* Problem requirements
Write out all of the entries that follow, word for word, but skip the pictures.

■ ■ ■ ■ ■ ■ ■

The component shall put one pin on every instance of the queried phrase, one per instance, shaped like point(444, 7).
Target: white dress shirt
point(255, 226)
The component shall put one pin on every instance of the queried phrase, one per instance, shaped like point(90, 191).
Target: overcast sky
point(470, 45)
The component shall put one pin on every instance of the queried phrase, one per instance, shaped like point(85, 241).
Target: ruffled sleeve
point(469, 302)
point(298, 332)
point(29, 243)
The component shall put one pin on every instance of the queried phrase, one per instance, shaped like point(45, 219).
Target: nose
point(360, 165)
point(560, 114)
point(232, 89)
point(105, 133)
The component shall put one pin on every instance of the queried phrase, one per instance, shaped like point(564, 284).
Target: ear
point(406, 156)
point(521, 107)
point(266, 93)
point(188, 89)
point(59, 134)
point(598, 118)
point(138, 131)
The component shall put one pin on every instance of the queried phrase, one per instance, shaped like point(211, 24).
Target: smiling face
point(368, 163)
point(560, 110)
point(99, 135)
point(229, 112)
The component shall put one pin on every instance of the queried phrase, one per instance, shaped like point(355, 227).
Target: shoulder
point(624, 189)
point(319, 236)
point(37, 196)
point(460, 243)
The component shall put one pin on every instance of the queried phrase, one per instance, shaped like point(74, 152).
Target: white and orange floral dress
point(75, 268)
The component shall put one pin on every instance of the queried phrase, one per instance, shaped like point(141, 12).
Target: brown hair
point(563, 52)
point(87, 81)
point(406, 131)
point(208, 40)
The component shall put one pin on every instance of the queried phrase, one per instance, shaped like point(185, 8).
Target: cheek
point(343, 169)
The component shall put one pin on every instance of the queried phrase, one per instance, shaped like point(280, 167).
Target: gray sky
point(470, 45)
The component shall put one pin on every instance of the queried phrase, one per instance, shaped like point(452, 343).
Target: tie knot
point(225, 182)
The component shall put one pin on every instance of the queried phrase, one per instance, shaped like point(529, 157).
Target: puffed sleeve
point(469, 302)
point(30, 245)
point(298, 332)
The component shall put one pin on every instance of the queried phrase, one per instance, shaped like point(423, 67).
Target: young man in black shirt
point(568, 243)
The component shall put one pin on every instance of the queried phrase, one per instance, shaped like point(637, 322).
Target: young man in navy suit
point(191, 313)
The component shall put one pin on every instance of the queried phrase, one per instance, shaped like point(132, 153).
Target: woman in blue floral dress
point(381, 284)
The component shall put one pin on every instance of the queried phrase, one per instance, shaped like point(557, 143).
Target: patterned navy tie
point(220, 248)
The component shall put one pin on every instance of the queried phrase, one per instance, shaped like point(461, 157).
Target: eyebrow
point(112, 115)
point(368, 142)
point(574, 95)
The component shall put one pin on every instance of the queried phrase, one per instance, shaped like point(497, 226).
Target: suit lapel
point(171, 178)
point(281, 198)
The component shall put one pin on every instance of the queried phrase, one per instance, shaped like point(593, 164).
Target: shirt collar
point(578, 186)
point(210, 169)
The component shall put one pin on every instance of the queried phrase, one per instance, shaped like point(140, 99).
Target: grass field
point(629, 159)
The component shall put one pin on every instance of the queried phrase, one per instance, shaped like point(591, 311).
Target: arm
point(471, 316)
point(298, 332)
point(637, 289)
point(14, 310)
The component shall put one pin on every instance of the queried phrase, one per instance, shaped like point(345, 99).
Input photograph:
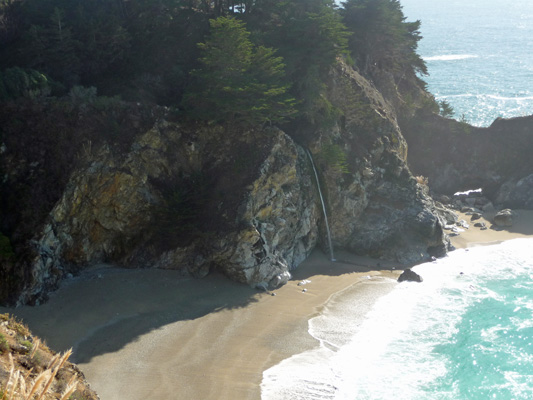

■ ■ ■ ■ ■ ■ ■

* Answer for the task
The component shall put one pin on every instance of the queried phrase, one per instance, shaped like point(444, 7).
Target: white dress shirt
point(255, 226)
The component shall put one pin on every instance of the queried phrase, one per instance, shaped like point(90, 191).
Target: overcast sky
point(470, 45)
The component shall put one pin on every instance of the queried phrase, one per instance, shaped like point(85, 241).
Target: ruffled sleeve
point(469, 302)
point(298, 332)
point(29, 243)
The component shall put one pin on every instance of the queried phrase, one per instance, shaped like point(45, 219).
Target: nose
point(360, 165)
point(560, 114)
point(232, 89)
point(105, 133)
The component shall put one pin on every instance of the queried phrase, one per instance, shaped like point(564, 284).
Target: ear
point(406, 156)
point(521, 107)
point(266, 93)
point(188, 89)
point(59, 134)
point(598, 118)
point(138, 131)
The component shall put one pin on every instance of the queried phrase, one per instance, shaped like point(211, 24).
Target: smiling face
point(368, 163)
point(560, 110)
point(99, 135)
point(229, 112)
The component shall put one pin on every instance of the queried phrase, one per instance, shaped like point(355, 227).
Target: shoulder
point(624, 189)
point(319, 236)
point(37, 196)
point(460, 243)
The component shall put one pin on every instance of the queried phrase, one per instance, shaped like point(74, 152).
Target: white and orange floral dress
point(75, 268)
The component shall put one pin on every instance of the queried phrase, one per instance, shaped like point(141, 12).
Target: brown hair
point(563, 52)
point(87, 81)
point(406, 131)
point(208, 40)
The component shall put one pin on every instance of the queried phrase, one per instance, shaped like point(185, 8).
Target: cheek
point(343, 169)
The component shall put one pin on every instance of the queried phrase, one per instance, shaped like point(280, 167).
Target: gray sky
point(470, 45)
The component shall put one pin on every instance of the queried phrase, one per instance, shaped like point(452, 343).
Target: tie knot
point(225, 182)
The component shall put one pin on every instance of the queried phrase, one per instance, shaped like point(529, 157).
Target: puffed sleeve
point(469, 302)
point(30, 245)
point(298, 332)
The component shall put one pin on every instance of the queried phrase, one per instance, shaped like point(423, 67).
Target: young man in black shirt
point(568, 243)
The component shall put one pin on every instance of the queried phrase, one per instance, shaped like point(637, 322).
Target: young man in navy suit
point(191, 313)
The component shall put one pin on every instance of the queried phrase, one per instance, shaped like point(132, 153).
Target: woman in blue floral dress
point(381, 284)
The component shall put one pin on every instance of the queried phrase, one per instance, shaped like point(557, 143).
Target: patterned navy tie
point(220, 248)
The component shall put one pin on every instance of the queried phrase, one per instance, shaped like point(461, 157).
Target: eyebrow
point(112, 115)
point(368, 142)
point(574, 95)
The component shall put one pin on every instance of the queried phrase, one per instance, shaped like point(497, 226).
Target: suit lapel
point(171, 178)
point(281, 198)
The component shall put one pin on every instance of the queried phrase, one per instance, shaped like point(593, 164).
Target: shirt collar
point(578, 186)
point(210, 169)
The component shall put one pin on every instance of the queried phrase, one per instance, shaped like point(140, 99).
Target: grass field
point(629, 159)
The component shall put one pin on every instance of the queried phrase, one per instance, shaped like point(591, 311).
Target: arm
point(471, 316)
point(298, 332)
point(637, 289)
point(14, 310)
The component shall put one pin on every instance of the queried phrase, one per instance, shaped like point(345, 99).
Input photograph:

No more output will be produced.